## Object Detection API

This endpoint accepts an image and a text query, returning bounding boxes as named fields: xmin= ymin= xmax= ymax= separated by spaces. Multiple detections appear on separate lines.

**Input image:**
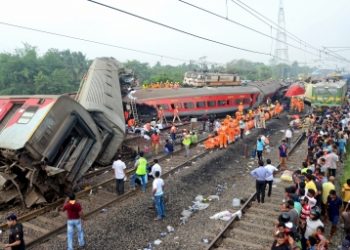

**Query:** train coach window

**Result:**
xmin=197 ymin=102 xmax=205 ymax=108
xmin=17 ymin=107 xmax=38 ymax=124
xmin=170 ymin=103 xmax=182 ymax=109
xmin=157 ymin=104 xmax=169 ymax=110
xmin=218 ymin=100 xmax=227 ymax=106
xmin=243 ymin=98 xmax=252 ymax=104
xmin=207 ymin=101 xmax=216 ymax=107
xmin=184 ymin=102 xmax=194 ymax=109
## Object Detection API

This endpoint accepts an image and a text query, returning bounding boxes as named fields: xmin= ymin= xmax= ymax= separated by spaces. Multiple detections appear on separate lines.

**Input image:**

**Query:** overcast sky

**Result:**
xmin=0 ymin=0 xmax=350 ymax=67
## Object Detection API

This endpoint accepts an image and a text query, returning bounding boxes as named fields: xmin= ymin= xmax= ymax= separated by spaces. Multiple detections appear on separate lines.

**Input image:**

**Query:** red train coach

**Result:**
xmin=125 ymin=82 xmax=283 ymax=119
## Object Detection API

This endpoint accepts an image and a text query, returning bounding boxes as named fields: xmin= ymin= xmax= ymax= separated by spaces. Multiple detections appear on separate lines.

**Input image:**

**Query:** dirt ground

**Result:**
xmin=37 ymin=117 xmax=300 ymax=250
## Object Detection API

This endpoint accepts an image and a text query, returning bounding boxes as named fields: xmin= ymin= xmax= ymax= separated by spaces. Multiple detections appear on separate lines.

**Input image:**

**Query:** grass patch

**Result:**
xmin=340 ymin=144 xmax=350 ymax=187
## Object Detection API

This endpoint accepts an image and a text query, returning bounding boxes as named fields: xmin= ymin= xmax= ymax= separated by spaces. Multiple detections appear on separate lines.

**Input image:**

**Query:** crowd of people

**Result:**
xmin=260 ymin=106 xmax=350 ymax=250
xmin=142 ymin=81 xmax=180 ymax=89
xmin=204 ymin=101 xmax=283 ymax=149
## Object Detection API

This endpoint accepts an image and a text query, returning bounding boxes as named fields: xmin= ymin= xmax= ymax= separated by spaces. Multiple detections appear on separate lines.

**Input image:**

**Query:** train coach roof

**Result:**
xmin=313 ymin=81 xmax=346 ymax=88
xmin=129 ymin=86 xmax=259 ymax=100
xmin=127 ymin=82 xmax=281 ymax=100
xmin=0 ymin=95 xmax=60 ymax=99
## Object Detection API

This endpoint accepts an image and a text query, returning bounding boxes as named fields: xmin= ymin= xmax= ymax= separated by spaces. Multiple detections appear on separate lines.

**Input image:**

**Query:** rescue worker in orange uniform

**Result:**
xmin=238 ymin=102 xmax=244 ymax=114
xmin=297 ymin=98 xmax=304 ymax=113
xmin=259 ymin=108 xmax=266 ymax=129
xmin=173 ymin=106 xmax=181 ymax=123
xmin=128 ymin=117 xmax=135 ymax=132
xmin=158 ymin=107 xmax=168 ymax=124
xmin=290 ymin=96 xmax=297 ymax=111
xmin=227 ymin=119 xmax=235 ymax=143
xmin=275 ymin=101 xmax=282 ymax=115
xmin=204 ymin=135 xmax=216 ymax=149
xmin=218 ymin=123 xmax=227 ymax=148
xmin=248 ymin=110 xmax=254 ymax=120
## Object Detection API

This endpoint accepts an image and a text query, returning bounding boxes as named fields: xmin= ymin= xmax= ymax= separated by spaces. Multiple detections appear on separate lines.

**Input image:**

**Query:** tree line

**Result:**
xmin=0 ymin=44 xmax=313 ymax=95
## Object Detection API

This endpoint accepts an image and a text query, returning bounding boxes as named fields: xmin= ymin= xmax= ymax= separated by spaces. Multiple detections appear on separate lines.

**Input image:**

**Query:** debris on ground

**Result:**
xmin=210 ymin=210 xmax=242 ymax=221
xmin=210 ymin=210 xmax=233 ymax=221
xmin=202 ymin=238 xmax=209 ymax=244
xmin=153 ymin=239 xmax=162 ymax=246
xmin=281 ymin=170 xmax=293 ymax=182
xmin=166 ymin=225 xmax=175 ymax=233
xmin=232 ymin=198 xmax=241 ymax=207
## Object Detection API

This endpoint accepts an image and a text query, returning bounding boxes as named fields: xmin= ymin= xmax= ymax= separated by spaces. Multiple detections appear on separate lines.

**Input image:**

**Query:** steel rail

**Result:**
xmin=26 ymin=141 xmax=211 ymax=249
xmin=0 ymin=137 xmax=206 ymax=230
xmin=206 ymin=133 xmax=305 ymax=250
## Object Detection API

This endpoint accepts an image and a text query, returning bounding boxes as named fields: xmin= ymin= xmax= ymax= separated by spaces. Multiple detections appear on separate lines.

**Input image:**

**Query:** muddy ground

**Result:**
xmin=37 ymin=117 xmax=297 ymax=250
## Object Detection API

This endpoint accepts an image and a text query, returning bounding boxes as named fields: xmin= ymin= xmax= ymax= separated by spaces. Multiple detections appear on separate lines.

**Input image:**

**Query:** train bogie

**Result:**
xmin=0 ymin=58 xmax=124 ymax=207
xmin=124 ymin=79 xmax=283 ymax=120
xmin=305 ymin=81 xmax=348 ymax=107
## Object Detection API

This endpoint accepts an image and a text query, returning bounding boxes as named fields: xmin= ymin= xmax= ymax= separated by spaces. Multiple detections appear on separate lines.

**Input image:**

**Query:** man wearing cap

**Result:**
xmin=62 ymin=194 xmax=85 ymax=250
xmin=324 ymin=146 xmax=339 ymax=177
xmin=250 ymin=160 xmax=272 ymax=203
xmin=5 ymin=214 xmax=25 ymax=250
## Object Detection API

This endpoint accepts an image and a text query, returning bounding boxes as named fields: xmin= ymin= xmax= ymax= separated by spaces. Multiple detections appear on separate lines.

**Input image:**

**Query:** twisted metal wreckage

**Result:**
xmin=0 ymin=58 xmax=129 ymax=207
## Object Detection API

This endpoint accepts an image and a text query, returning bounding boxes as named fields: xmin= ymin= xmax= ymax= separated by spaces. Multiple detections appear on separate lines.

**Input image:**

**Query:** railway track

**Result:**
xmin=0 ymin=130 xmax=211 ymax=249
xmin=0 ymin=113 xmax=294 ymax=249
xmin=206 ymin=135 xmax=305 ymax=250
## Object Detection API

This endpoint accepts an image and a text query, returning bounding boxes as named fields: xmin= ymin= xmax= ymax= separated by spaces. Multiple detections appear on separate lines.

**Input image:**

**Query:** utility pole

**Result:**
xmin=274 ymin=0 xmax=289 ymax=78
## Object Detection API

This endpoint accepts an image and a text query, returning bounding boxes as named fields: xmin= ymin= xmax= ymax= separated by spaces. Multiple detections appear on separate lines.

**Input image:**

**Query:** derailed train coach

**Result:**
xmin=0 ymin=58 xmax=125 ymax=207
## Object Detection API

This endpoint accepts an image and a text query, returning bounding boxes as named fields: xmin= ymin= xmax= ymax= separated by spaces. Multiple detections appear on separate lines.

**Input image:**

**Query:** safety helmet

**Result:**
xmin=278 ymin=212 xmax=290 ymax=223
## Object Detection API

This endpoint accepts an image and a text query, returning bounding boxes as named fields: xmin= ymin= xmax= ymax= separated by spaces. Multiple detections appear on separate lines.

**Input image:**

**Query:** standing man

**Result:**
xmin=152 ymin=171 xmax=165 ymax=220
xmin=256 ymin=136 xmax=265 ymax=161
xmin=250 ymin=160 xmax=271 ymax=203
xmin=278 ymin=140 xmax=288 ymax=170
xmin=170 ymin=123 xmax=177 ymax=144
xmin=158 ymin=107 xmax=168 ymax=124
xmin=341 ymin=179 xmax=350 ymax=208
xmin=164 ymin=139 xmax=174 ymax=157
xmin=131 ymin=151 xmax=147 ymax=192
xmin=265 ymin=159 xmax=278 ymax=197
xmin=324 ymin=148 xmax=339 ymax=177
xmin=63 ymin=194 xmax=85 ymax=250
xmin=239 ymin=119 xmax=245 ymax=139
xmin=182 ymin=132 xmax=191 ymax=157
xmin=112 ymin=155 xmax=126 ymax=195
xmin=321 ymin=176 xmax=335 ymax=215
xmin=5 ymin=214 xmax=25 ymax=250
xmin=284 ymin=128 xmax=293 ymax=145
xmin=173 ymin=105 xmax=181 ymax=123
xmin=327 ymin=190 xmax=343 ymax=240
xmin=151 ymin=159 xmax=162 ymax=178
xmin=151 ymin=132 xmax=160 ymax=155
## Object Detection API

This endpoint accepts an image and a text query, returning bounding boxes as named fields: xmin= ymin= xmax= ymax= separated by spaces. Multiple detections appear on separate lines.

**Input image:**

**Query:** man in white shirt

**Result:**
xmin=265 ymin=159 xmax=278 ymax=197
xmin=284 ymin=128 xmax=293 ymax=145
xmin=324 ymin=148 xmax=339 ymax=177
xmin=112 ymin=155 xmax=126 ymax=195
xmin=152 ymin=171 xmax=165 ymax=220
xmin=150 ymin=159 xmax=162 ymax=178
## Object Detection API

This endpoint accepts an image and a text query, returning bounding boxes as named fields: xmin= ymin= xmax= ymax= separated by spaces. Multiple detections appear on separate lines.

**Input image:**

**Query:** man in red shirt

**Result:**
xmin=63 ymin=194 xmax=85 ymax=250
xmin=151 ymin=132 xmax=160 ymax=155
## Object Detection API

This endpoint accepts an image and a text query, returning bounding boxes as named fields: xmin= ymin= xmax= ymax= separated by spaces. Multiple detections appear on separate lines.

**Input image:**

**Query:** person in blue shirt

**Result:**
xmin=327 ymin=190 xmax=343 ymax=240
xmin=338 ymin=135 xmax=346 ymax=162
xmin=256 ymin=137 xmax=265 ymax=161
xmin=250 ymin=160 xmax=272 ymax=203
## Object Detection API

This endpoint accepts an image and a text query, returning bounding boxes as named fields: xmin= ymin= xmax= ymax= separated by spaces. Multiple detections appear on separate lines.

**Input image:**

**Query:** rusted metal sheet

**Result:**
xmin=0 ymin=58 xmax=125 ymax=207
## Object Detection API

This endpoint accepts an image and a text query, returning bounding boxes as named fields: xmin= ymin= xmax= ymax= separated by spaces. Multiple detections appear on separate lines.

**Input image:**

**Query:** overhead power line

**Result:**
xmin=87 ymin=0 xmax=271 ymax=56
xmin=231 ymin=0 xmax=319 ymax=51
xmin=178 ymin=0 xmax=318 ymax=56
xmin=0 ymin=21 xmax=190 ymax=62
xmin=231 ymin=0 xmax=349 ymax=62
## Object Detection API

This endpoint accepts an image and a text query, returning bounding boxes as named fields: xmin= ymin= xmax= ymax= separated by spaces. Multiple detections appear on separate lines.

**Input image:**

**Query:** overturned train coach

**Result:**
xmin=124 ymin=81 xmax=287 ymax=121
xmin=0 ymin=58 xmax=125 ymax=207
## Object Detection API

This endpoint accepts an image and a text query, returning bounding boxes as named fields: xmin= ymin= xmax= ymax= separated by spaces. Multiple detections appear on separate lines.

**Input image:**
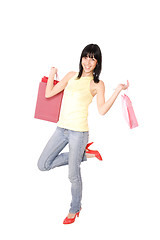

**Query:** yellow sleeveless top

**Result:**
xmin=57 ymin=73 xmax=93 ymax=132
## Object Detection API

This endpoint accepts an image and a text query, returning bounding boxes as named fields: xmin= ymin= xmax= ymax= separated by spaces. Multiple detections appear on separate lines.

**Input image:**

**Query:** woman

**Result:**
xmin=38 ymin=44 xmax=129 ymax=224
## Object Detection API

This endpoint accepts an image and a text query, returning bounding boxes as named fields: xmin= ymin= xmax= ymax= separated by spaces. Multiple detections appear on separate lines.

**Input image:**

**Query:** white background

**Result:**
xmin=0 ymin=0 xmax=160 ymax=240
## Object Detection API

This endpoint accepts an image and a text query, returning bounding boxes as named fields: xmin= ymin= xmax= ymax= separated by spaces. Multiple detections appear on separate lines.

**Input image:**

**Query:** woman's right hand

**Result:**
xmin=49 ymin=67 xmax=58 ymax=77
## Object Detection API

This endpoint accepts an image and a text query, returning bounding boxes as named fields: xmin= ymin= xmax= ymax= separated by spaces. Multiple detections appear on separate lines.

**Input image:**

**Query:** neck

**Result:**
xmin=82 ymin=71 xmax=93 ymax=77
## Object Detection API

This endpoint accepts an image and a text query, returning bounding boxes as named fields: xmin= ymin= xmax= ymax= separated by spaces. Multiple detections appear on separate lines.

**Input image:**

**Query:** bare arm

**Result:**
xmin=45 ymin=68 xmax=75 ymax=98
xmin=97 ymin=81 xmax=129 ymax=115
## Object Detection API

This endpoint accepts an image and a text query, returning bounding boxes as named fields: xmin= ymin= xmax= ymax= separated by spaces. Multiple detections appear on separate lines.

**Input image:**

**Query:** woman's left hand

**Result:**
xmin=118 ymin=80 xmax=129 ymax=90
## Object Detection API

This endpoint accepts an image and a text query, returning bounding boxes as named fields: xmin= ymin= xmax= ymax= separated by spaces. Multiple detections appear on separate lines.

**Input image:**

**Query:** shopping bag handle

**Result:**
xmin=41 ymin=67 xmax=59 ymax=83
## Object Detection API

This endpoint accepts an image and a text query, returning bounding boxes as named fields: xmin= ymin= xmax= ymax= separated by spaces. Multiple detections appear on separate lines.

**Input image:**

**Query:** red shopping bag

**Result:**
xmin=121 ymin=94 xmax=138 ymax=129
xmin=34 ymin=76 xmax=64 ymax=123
■ ■ ■ ■ ■
-- Short task --
Put the items, starting at the beginning of the items and ending at the line containing "xmin=184 ymin=102 xmax=194 ymax=109", into a two-column CSV with the headers item_text and answer. Give one row per item, with each field quoted and its line breaks replaced by spaces, and omit the pictures.

-- Reply --
item_text,answer
"## Object Detection API This endpoint accepts an image and a text query, returning bounding boxes as named fields: xmin= ymin= xmax= ymax= separated by spaces. Multiple detections appear on separate lines. **Input image:** **Query:** train coach window **Result:**","xmin=197 ymin=102 xmax=205 ymax=108 xmin=17 ymin=107 xmax=38 ymax=124 xmin=170 ymin=103 xmax=182 ymax=109 xmin=157 ymin=104 xmax=169 ymax=110 xmin=218 ymin=100 xmax=227 ymax=106 xmin=243 ymin=98 xmax=252 ymax=104 xmin=207 ymin=101 xmax=216 ymax=107 xmin=184 ymin=102 xmax=194 ymax=109"